— START Selected excerpt —

# 1978 Evinrude 25 HP - Problems



## Cubman (Oct 18, 2008)

Yesterday when I took my boat out, the motor didn't operate the way it normally does. It would run, but die out frequently. Water was coming out from the normal location, but it was also shooting out from the two holes on the lower unit (on the left side of the picture). Is there anything wrong with my motor? I only ran it long enough to put it back on the trailer because I wasn't sure. I also noticed that the exhaust was coming up in large bubbles. It might have been doing it before, but this is the first time I noticed it. Thanks for any insight.


----------



## papasage (Oct 19, 2008)

that is normal for water and exhaust to come out of the 2 holes . also water comes out of the little hole unde the powerhead . it is onleya indicator that the water pump is pumping . the cutting off sounds like the carbs needing cleanning . ther might be a idle speed ajustment on the carbs . that would be a screw with a spring behind it .
carb kit at NAPA is 18-7222 with out float is 18-7042 also avaible through O Rilies


----------



## Cubman (Oct 27, 2008)

Thanks for the advice, papasage. Is this the rebuild kit I need for the carb? My only local options are autozone or advance auto parts.
https://www.iboats.com/mall/partfin...gd_poid=109344&gd_row=34&session_id=897045138
I'd like to change the lower unit oil at the same time. Will I need any special tools to do this?

Thanks.


----------



## bassboy1 (Oct 27, 2008)

Wide slotted screwdriver. Possibly might need to put a crescent wrench on the screwdriver if it is to tight to turn by hand. Drain pan, and the little injector doohickey you can get with a bottle of Pennzoil at Wallyworld. Fill from the bottom to the top with the injector doohickey, and when it is full, put the top screw in. Then remove the injector thing, and quickly put the bottom screw in. When that is in, pull the top one again, and top off what probably spilled when you failed to put the bottom one on fast enough.


----------



## Cubman (Dec 9, 2008)

The motor wouldn't crank after it ran like this, so I took it to a repair shop. $220 later I have a new power pack. :-& At least now I can get back to :fishing:


----------

— END Selected excerpt —
— START Data provided —

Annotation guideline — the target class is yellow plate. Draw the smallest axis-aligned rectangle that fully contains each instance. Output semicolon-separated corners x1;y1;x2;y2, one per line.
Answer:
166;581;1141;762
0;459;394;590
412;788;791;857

— END Data provided —

▸ **Tasks**
**1.** From the Evinrude motor thread, copy the passage starting at the words "carb kit at" and ending after "to do this?".
**2.** In the Evinrude motor thread, what did Cubman end up with after paying the repair shop $220?

▸ **Solutions per task**
**1.**
carb kit at NAPA is 18-7222 with out float is 18-7042 also avaible through O Rilies


----------



## Cubman (Oct 27, 2008)

Thanks for the advice, papasage. Is this the rebuild kit I need for the carb? My only local options are autozone or advance auto parts.
https://www.iboats.com/mall/partfin...gd_poid=109344&gd_row=34&session_id=897045138
I'd like to change the lower unit oil at the same time. Will I need any special tools to do this?

**2.** A new power pack.